» TASKS:
1/ For each statement, (a), (b) and (c), decide whether it agrees with the passage on the mouse study. Answer yes or no, and quote the words that settle it. (a) All the mice within each in-bred strain were genetically identical. (b) The offspring were compared once they reached adulthood at six months of age. (c) The low-stress B6 mice reared by surrogate BALB females did better on maze tests.
2/ Reproduce the passage on the mouse study from "At birth, all" up to and including "to navigate mazes.".

── PASSAGE SHOWN

In the study led by Darlene Francis, PhD, a postdoctoral fellow at Emory University's Yerkes National Primate Research Center, and Thomas Insel, MD, former director of the CBN and current director of the National Institute of Mental Health, the scientists selected two in-bred mouse strains known to differ in their stress reactivity (high versus low) and cognitive performance. All the mice within each in-bred strain were identical.
To gauge the influence of different uterine and early-life environments on development, the scientists transferred embryos from recently mated low-stress (B6) female mice to female surrogates from the strain that displayed high-stress reactive profiles (BALBs). For comparison purposes, they also transferred embryos to surrogate females within the same strain.
At birth, all mice were cross-fostered again and reared by either a low-stress B6 mother or a high-stress BALB mother. When all of the offspring reached adulthood at three months of age, the researchers compared their stress reactions and cognitive performance. The low-stress B6 mice that were transferred as embryos to and also later reared by surrogate BALB females demonstrated an increase in stress-reactive behaviors. These mice were less likely to explore new environments than their genetically identical counterparts that were carried and reared by low-stress mothers. The low-stress B6 mice reared by surrogate BALB females also performed more poorly on cognitive tests of their ability to navigate mazes.
"We completely reshaped the presumed genetic differences between the in-bred mouse strains by changing the pre- and post-natal environmental conditions," said Francis. "The maternal care received by the mice, in addition to the uterine environment, produced a cascading effect on the animals' stress profile and cognitive performance."

────
── RECORD SET

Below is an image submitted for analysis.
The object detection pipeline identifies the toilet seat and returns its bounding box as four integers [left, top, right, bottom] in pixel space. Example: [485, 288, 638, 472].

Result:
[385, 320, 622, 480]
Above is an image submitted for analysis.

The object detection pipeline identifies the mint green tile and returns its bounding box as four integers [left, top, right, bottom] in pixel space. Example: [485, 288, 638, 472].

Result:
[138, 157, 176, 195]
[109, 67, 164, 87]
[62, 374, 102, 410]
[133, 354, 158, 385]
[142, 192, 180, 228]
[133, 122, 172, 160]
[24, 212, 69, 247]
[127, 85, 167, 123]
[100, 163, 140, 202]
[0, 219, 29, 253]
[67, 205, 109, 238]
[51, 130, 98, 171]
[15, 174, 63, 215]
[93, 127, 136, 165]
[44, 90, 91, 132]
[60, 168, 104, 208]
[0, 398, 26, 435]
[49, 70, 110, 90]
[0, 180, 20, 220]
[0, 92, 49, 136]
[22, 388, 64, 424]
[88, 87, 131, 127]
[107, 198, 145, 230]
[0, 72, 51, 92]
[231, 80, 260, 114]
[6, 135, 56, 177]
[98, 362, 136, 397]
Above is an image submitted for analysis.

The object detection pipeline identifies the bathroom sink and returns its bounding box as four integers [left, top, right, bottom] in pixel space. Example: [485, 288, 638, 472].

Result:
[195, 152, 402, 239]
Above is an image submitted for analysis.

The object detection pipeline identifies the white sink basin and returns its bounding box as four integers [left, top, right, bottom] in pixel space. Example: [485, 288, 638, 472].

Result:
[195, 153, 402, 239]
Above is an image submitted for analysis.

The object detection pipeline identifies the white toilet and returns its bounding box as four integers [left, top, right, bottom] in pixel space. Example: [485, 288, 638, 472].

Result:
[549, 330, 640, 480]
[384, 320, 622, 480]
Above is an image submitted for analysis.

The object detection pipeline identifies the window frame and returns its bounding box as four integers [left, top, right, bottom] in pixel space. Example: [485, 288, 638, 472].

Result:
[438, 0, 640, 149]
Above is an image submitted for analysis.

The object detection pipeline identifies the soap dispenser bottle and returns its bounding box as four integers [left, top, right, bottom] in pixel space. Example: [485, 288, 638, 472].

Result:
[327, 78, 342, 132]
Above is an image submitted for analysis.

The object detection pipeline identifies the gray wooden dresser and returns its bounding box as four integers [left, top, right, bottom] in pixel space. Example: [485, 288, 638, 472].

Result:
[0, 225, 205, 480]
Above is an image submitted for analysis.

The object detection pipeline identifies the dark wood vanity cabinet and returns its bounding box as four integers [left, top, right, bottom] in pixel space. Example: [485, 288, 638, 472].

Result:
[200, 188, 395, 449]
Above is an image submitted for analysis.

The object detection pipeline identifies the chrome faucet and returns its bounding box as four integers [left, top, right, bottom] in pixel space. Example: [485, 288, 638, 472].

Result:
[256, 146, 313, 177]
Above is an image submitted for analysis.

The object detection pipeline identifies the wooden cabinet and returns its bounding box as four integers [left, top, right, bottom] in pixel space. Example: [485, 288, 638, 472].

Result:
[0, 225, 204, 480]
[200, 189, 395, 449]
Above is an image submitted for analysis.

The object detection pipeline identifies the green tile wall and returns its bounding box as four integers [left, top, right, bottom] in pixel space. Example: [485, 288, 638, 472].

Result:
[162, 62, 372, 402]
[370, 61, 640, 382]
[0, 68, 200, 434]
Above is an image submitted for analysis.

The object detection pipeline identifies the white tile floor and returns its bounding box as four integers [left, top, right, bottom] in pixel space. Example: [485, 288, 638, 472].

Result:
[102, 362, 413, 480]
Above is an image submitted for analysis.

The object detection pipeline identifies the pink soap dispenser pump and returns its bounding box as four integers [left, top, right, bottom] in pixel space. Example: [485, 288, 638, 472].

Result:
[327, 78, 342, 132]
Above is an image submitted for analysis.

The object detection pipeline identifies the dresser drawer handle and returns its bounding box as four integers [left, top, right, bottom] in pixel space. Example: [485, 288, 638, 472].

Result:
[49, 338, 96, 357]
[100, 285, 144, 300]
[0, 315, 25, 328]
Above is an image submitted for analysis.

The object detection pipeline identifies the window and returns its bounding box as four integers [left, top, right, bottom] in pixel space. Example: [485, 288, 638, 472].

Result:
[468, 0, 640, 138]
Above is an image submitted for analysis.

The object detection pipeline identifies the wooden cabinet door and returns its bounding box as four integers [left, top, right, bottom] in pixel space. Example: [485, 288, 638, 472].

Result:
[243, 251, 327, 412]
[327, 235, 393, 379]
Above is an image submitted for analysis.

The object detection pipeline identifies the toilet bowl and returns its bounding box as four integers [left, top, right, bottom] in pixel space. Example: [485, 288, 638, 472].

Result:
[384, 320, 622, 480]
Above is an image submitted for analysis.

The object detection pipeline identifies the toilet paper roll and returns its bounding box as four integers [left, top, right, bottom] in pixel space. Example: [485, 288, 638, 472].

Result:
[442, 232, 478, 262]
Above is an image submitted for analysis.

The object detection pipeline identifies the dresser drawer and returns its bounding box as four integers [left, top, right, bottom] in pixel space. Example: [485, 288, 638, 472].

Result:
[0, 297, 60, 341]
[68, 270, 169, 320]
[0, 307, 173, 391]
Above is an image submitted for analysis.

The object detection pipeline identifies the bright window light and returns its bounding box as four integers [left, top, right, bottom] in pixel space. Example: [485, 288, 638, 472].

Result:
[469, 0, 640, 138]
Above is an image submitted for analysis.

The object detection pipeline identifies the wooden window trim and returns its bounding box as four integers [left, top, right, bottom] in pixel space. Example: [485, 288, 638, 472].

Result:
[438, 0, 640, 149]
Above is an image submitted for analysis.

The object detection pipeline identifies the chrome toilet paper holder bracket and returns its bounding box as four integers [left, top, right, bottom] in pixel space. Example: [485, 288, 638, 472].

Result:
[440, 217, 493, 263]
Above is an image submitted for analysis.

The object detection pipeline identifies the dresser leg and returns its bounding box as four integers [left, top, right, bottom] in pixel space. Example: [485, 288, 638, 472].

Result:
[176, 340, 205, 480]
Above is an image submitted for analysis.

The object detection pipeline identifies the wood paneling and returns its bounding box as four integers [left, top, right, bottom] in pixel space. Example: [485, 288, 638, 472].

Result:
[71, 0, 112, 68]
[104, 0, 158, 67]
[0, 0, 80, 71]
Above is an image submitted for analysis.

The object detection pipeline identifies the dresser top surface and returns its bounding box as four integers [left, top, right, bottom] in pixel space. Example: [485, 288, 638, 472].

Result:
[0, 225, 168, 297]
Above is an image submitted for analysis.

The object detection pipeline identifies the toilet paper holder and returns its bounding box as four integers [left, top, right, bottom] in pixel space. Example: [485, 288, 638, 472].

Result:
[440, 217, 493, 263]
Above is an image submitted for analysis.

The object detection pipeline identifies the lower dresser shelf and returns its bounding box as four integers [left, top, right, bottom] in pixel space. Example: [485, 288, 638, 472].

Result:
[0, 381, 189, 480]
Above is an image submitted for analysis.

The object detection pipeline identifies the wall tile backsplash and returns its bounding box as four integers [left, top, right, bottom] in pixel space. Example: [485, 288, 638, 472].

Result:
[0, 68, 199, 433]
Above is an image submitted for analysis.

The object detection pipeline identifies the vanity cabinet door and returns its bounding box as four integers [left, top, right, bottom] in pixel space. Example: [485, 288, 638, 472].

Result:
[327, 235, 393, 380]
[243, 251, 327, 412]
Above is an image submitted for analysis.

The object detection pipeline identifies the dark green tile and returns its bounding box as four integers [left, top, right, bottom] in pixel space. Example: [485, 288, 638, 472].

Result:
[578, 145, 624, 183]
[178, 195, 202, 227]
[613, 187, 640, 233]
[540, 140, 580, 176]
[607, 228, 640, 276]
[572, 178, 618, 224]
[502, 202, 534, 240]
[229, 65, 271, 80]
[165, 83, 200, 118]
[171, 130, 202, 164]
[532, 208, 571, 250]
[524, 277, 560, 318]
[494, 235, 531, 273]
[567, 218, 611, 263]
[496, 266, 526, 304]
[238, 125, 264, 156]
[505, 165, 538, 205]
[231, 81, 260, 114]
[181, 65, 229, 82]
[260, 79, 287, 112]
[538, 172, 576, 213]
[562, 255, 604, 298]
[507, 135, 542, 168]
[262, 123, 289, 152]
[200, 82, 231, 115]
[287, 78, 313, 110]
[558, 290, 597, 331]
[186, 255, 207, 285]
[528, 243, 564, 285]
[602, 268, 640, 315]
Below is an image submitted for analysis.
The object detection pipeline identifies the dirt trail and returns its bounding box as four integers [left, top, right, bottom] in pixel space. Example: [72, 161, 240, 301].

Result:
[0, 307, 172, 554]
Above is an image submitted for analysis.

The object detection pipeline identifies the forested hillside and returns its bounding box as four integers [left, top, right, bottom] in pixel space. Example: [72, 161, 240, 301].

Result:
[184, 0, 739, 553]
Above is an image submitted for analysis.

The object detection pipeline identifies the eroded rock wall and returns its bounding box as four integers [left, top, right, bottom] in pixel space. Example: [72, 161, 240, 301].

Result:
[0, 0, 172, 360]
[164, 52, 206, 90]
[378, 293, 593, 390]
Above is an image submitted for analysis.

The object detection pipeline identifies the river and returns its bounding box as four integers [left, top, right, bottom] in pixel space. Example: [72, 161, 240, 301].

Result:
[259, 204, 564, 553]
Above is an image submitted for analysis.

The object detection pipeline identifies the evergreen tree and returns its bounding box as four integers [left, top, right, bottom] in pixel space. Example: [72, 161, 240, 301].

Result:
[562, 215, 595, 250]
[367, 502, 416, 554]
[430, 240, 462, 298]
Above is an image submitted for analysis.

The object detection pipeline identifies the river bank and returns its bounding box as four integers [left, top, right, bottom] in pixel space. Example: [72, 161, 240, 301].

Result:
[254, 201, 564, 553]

────

» ANSWER SECTION:
1/
(a) Yes: "All the mice within each in-bred strain were identical."
(b) No: "When all of the offspring reached adulthood at three months of age, the researchers compared their stress reactions and cognitive performance."
(c) No: "The low-stress B6 mice reared by surrogate BALB females also performed more poorly on cognitive tests of their ability to navigate mazes."

2/
At birth, all mice were cross-fostered again and reared by either a low-stress B6 mother or a high-stress BALB mother. When all of the offspring reached adulthood at three months of age, the researchers compared their stress reactions and cognitive performance. The low-stress B6 mice that were transferred as embryos to and also later reared by surrogate BALB females demonstrated an increase in stress-reactive behaviors. These mice were less likely to explore new environments than their genetically identical counterparts that were carried and reared by low-stress mothers. The low-stress B6 mice reared by surrogate BALB females also performed more poorly on cognitive tests of their ability to navigate mazes.